Explorar o material =>
- 1) Segundo o texto sobre a vitela, porque é que Grimod de la Reynière lhe chamou o “camaleão da cozinha”? Explique, por favor, em uma a três frases.
- 2) Enumere todas as preparações da vitela que a lista da secção “Uma carne versátil” do texto sobre a vitela apresenta.

Texto fornecido =>

No século XVI, a vitela já era a carne mais delicada e requintada entre os franceses. Mais tarde, a cozinha clássica de Escoffier fixaria definitivamente o seu lugar: nada menos do que 288 receitas de vitela figuram na sua obra monumental.

Em Itália, o país que mais vitela consome até hoje, a carne tornou-se base de pratos icónicos como o vitello tonnato — fatias finíssimas de vitela cozida, cobertas com molho de atum e alcaparras — ou os ossobuco alla milanese, onde a medula do osso é tão valorizada quanto a carne. Não por acaso, Grimod de la Reynière chamou-lhe o “camaleão da cozinha”, pelo seu sabor neutro e capacidade de se transformar em múltiplas expressões culinárias.

Em Inglaterra, a vitela também teve o seu período dourado. O primeiro livro de receitas inglês a mencioná-la data de 1378, e nos séculos seguintes foi muito apreciada em preparações assadas e guisadas.

A tradição portuguesa

Em Portugal, a vitela ocupa um lugar de destaque no receituário tradicional. A mais emblemática será a Vitela Assada à Moda de Lafões, prato identitário da região de Viseu, onde a carne, suculenta e macia, é assada lentamente no forno, regada com vinho, alho e louro.

Outro clássico é a Vitela de Lafões ou de Vouzela, servida em travessas fumegantes que reúnem famílias inteiras em festas e romarias. Na região do Minho, a Vitela Barrosã — proveniente da raça autóctone Barrosã, criada em pasto livre nas montanhas — é considerada uma das carnes de maior qualidade da Península Ibérica.

Não se pode esquecer o Arroz de Vitela do Douro e de Trás-os-Montes, prato de aproveitamento que combina a carne e os ossos para criar um caldo rico e reconfortante. Nas Beiras, a vitela é presença certa em casamentos e celebrações, sempre com um estatuto de carne nobre de festa.

Hoje, em Portugal, a vitela continua a ser valorizada, tanto em restaurantes de cozinha tradicional como em propostas de autor. As Denominações de Origem Protegida (DOP), como a Vitela Barrosã ou a Vitela Maronesa, asseguram não apenas qualidade, mas também a preservação de práticas de criação sustentáveis, em que os animais crescem em liberdade, alimentando-se de pastos naturais.

Uma carne versátil

A vitela presta-se a inúmeras preparações:
  • Assada lentamente, em forno de lenha, até atingir a textura macia que se desfaz na boca.
  • Grelhada, realçando o sabor simples e delicado.
  • Estufada com legumes e vinho, em pratos de conforto familiar.
  • Escalopes panados, como no famoso Wiener Schnitzel, que deve ser tão fino que se possa “ler um jornal através dele”, crocante por fora e suculento por dentro.

(Registos de dados)
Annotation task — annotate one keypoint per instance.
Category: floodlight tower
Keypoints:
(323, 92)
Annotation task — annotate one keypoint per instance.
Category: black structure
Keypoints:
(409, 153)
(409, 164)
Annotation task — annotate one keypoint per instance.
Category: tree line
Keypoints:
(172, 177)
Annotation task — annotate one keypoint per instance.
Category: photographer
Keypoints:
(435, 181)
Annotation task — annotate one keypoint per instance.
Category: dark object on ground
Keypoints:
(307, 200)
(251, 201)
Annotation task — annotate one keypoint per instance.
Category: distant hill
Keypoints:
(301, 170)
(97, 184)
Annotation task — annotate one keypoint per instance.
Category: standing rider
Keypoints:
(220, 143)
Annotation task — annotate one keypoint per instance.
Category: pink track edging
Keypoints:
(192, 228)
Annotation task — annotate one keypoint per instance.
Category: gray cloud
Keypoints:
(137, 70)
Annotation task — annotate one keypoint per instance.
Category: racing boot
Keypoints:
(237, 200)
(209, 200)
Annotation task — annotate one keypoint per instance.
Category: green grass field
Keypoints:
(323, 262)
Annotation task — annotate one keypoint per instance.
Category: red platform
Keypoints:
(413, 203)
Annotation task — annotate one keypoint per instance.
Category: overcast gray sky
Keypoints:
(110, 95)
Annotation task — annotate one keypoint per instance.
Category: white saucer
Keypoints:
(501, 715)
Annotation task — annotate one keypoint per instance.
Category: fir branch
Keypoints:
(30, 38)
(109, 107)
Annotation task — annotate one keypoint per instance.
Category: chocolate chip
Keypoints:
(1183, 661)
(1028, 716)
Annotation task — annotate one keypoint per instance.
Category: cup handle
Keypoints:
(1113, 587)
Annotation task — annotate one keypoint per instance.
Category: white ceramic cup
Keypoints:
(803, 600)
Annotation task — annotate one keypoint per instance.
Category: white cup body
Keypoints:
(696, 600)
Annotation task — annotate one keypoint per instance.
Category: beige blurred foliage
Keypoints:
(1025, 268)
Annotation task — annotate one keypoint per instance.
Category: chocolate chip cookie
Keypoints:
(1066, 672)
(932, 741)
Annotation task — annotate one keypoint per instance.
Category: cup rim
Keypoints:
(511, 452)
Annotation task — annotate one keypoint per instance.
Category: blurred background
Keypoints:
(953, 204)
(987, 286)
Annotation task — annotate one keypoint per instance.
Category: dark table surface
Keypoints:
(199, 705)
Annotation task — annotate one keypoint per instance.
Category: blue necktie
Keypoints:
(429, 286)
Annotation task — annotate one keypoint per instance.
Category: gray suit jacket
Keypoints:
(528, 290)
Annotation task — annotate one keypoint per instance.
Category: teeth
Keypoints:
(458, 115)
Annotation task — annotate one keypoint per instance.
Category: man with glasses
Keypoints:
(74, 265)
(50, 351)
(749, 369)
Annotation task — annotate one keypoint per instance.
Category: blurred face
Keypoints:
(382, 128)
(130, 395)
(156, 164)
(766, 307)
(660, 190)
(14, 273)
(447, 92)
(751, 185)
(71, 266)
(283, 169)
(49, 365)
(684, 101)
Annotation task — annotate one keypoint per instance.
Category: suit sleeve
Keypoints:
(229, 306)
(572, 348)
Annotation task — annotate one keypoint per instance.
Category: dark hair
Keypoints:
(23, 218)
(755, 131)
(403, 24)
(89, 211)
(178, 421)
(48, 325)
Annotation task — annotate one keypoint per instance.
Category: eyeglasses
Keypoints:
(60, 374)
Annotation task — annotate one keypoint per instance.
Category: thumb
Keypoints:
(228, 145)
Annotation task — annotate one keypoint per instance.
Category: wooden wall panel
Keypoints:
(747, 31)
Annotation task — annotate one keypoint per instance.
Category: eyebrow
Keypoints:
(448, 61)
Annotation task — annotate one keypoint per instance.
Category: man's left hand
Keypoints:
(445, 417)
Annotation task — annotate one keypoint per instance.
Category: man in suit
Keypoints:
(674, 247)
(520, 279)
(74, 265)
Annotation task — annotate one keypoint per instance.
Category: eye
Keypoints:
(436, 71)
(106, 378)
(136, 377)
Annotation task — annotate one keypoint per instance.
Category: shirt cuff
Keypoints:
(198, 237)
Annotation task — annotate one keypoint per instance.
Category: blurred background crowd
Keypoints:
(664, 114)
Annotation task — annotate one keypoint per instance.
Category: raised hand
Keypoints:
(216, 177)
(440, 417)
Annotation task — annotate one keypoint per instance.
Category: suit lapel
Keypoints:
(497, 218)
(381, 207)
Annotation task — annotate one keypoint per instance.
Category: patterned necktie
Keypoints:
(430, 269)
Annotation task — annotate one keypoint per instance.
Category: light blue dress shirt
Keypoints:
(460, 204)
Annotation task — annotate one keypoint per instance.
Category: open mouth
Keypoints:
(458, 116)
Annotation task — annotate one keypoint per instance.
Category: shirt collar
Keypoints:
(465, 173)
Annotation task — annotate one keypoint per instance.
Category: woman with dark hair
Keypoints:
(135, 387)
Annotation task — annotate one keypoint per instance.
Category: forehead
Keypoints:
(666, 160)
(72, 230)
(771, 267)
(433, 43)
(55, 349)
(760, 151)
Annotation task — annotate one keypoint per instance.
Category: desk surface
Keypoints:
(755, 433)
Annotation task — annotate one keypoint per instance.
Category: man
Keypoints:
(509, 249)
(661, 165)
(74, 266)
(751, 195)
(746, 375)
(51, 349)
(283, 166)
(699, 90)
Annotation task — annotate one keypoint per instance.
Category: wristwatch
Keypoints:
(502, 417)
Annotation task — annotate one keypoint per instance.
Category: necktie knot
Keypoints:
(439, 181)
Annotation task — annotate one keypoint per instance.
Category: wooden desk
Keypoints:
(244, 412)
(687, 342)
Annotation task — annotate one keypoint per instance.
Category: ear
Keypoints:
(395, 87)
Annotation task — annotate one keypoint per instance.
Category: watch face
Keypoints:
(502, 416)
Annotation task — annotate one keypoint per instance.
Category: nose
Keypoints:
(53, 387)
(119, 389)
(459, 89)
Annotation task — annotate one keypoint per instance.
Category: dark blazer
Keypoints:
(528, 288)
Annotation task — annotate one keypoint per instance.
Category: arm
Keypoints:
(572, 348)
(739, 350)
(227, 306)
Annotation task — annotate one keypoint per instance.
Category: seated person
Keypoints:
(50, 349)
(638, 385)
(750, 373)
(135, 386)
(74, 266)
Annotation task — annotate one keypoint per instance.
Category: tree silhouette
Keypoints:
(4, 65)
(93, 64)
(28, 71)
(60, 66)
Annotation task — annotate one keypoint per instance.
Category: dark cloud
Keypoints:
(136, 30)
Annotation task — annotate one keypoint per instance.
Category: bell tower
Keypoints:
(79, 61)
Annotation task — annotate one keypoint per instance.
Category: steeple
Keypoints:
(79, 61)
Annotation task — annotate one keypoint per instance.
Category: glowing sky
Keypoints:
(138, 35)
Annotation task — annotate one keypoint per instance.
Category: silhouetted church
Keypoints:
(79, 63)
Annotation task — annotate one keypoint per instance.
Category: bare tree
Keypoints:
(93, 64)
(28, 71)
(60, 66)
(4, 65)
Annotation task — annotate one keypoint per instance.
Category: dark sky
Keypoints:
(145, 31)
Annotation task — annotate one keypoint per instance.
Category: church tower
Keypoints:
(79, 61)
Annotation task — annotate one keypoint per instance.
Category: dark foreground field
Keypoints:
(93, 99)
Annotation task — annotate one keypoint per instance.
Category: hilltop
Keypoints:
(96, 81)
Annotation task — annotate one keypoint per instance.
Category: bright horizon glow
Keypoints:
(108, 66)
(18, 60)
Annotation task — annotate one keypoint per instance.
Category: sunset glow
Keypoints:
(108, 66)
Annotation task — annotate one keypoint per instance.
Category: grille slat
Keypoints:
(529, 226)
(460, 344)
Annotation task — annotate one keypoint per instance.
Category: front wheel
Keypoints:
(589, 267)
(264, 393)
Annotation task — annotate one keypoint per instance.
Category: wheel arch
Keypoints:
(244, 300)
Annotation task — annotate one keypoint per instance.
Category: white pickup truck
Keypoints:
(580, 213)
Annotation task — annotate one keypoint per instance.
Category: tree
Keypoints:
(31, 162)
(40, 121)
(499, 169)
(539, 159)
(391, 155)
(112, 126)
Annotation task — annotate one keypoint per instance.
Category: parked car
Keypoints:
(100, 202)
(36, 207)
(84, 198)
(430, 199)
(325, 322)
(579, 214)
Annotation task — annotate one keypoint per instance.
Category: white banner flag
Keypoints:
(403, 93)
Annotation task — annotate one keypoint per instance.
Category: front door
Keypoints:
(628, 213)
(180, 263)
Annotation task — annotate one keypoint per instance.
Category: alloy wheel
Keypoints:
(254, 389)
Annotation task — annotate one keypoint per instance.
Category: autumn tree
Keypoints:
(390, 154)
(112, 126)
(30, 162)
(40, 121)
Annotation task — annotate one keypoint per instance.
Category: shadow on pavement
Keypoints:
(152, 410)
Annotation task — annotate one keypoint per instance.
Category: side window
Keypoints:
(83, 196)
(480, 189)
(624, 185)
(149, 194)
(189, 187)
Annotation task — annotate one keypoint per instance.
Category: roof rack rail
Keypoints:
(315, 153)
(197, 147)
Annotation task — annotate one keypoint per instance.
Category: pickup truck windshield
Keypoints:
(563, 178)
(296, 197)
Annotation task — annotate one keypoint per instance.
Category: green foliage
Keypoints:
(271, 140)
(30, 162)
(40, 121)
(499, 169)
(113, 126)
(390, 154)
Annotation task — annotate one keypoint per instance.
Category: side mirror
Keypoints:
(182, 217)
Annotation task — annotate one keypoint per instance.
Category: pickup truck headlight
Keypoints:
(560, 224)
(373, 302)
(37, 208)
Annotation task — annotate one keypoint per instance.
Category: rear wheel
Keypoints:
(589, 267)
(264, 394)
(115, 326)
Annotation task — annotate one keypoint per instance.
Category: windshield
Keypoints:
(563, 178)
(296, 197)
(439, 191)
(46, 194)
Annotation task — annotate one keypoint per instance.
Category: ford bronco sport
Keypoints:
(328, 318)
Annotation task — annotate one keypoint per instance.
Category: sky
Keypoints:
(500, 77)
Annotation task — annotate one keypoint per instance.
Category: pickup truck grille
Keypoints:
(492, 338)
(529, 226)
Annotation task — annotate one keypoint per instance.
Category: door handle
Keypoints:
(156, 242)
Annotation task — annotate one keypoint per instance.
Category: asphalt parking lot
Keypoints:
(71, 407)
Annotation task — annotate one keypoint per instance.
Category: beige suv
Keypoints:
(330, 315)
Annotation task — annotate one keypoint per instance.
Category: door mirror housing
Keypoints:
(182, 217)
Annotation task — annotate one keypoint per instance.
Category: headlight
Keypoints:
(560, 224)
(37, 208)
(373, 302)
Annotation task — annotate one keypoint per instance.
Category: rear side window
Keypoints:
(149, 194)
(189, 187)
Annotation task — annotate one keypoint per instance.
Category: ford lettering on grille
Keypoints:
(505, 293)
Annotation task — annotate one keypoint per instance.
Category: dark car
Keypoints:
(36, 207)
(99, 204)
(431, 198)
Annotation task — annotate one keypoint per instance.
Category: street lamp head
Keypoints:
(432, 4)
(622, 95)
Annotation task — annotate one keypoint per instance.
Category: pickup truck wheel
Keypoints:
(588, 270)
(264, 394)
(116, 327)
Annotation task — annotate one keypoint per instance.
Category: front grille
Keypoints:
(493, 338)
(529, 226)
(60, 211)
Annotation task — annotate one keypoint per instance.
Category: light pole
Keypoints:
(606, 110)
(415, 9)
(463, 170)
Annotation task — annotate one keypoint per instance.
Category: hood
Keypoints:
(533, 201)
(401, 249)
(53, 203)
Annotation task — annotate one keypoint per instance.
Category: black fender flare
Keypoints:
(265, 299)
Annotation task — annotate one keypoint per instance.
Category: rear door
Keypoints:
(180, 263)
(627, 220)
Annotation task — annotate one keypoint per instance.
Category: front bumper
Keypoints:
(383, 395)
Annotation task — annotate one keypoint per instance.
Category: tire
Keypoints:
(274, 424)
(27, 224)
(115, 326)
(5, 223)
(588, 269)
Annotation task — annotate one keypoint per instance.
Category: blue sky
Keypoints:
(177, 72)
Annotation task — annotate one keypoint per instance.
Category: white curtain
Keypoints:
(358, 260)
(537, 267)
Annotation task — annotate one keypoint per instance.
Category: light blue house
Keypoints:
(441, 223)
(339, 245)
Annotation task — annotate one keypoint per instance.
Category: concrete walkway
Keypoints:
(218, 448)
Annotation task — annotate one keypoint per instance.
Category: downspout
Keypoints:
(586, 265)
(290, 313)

Resultados por tarefa =>
- 1) Grimod de la Reynière chamou à vitela o “camaleão da cozinha” pelo seu sabor neutro. Também a descreveu assim pela sua capacidade de se transformar em múltiplas expressões culinárias.

- 2)
- Assada lentamente, em forno de lenha, até atingir a textura macia que se desfaz na boca
- Grelhada, realçando o sabor simples e delicado
- Estufada com legumes e vinho, em pratos de conforto familiar
- Escalopes panados, como no famoso Wiener Schnitzel